_Pedidos_
1. Transcreva do texto de origem o trecho que começa em "Foi por essa" e prossegue até "de 5 estrelas.".
2. Reúna, copiando-as integralmente, todas as linhas que contêm a palavra "shoulder".

_Texto de origem_
———

Foi por essa altura que fiz de bóia, mergulhei em apneia, andei de barco, conheci o Algarve de ponta a ponta e frequentei pela primeira vez um hotel de 5 estrelas.

Estávamos em 1973 e a Liberdade ainda estava em embrião, apesar de, nas imensas férias de Verão, não se dar pela sua falta. A liberdade de se ser jovem era imensa e envolvia-nos às golfadas.

Depois de um mês de campismo no Parque de Turismo em Lagos e das imensas peripécias que vivíamos diariamente, eis-nos chegados ao momento de regressar a Lisboa. Nesse ano, a partida iria ser diferente: não seria necessário "levantar âncora", porque a Joceline iria ocupar a tenda, de três cómodos, sala, cozinha e avançado, com o Dietmar e o Lars por mais um mês.

———

_Linhas desta tarefa_
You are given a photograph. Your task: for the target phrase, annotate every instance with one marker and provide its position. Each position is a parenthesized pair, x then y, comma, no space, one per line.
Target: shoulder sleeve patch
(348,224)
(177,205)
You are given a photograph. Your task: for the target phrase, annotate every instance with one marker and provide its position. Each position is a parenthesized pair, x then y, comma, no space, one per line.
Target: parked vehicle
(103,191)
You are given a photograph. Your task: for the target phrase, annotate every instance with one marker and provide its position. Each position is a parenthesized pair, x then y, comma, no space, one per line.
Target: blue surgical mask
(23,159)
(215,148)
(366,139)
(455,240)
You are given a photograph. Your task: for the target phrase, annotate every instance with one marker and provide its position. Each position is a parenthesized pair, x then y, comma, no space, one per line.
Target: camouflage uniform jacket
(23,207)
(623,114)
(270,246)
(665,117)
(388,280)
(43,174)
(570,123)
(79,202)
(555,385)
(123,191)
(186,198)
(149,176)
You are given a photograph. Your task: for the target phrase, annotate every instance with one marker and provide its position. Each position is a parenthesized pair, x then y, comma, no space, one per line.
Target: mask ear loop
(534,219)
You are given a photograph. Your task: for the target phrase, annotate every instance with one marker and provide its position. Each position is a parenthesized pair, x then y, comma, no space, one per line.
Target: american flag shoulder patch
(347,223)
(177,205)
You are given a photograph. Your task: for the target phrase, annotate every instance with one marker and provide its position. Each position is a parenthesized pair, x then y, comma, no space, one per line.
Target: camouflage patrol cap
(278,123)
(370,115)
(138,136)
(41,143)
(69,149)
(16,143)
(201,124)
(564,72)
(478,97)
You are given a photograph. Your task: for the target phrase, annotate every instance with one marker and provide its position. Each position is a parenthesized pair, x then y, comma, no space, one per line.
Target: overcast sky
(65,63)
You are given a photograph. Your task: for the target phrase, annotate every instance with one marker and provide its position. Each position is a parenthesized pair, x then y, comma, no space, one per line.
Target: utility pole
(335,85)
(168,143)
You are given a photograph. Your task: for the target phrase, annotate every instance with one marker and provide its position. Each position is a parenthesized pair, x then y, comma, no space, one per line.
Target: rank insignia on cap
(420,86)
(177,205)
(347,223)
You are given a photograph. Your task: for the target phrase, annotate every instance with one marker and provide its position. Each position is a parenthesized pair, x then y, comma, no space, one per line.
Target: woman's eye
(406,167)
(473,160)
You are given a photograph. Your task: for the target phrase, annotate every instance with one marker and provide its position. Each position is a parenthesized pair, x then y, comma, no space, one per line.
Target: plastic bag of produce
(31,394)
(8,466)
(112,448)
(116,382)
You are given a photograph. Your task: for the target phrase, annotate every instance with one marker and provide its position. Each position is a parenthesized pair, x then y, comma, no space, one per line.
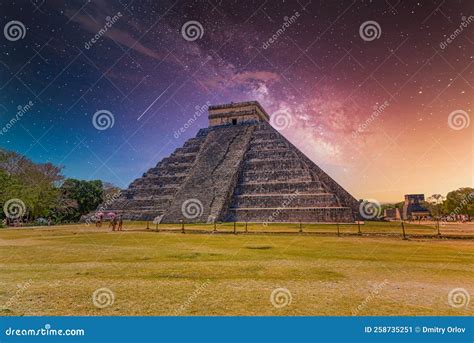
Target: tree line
(41,192)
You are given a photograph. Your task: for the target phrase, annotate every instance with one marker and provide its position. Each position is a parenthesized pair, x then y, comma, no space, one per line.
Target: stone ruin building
(413,207)
(238,169)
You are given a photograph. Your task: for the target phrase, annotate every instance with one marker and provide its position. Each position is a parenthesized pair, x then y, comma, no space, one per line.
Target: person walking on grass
(120,223)
(113,223)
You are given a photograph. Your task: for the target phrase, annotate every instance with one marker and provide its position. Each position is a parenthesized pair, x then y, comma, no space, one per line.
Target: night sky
(385,111)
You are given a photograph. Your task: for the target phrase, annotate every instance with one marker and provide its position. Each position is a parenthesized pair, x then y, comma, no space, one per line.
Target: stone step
(274,164)
(285,200)
(283,187)
(271,154)
(259,175)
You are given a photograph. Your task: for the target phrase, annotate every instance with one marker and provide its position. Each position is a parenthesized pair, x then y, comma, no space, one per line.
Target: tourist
(120,223)
(113,223)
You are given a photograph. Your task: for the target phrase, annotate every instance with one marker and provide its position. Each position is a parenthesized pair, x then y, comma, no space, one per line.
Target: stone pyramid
(238,169)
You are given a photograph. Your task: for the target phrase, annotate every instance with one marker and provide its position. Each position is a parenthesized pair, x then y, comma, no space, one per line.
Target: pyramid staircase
(238,169)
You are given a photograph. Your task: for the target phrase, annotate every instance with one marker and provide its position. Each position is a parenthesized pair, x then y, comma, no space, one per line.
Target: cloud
(94,22)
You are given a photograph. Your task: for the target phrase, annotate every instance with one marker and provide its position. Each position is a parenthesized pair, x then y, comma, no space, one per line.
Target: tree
(435,205)
(87,195)
(32,183)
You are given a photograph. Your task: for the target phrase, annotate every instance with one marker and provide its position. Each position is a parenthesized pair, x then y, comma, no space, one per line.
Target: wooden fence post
(403,230)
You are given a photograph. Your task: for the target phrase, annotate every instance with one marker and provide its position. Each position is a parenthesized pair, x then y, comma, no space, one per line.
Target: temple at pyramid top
(237,113)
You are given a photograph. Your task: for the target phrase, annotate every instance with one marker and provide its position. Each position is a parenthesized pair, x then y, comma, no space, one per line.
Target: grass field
(55,271)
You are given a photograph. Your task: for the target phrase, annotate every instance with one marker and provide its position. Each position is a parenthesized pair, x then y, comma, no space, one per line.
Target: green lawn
(55,271)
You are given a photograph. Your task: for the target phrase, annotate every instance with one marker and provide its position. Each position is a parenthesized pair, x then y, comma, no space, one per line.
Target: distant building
(413,208)
(392,214)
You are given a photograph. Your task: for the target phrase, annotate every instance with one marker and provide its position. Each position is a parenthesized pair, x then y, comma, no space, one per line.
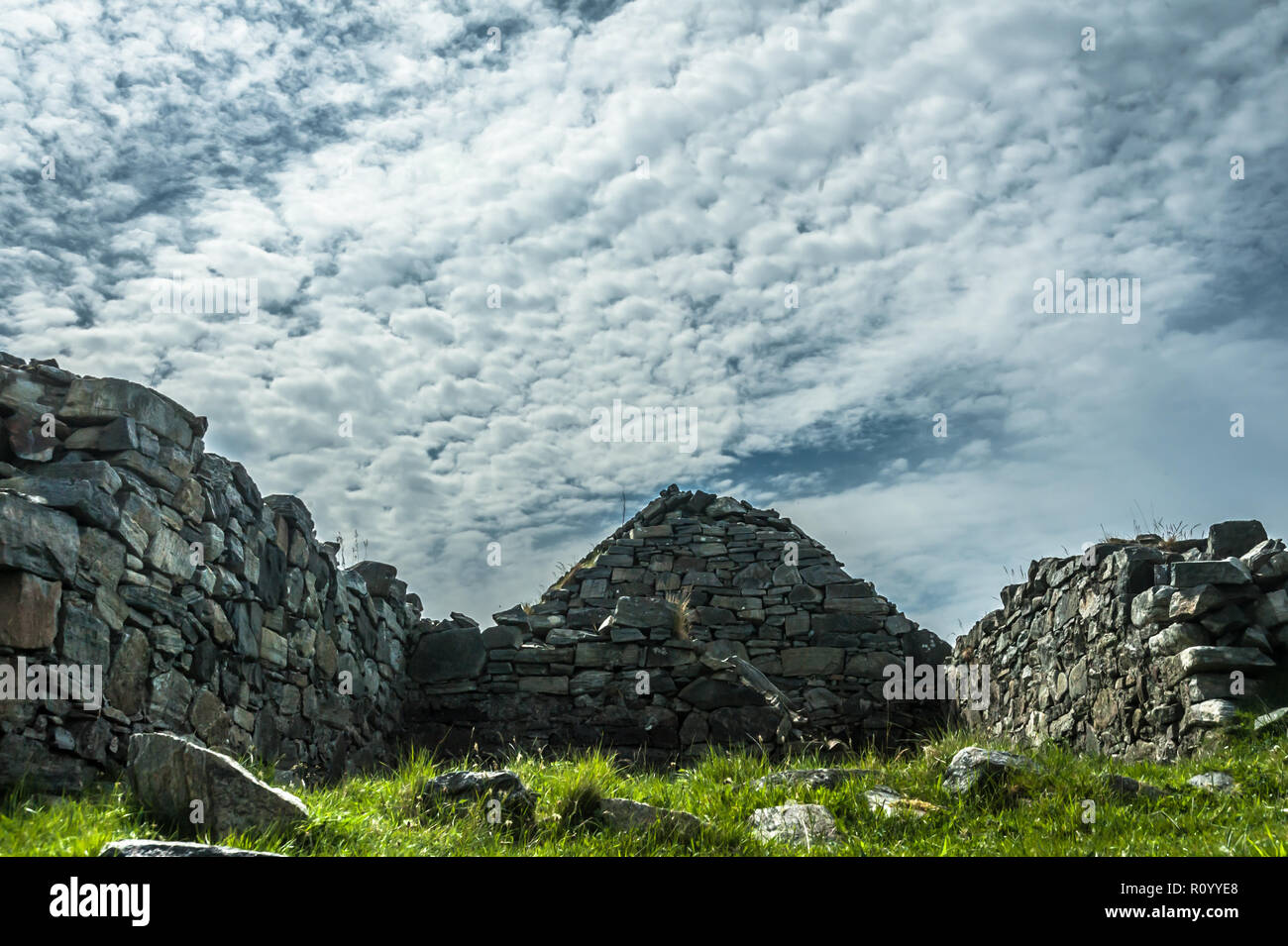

———

_Soluções completas_
1.
Foi por essa altura que fiz de bóia, mergulhei em apneia, andei de barco, conheci o Algarve de ponta a ponta e frequentei pela primeira vez um hotel de 5 estrelas.

2.
Target: shoulder sleeve patch
Target: american flag shoulder patch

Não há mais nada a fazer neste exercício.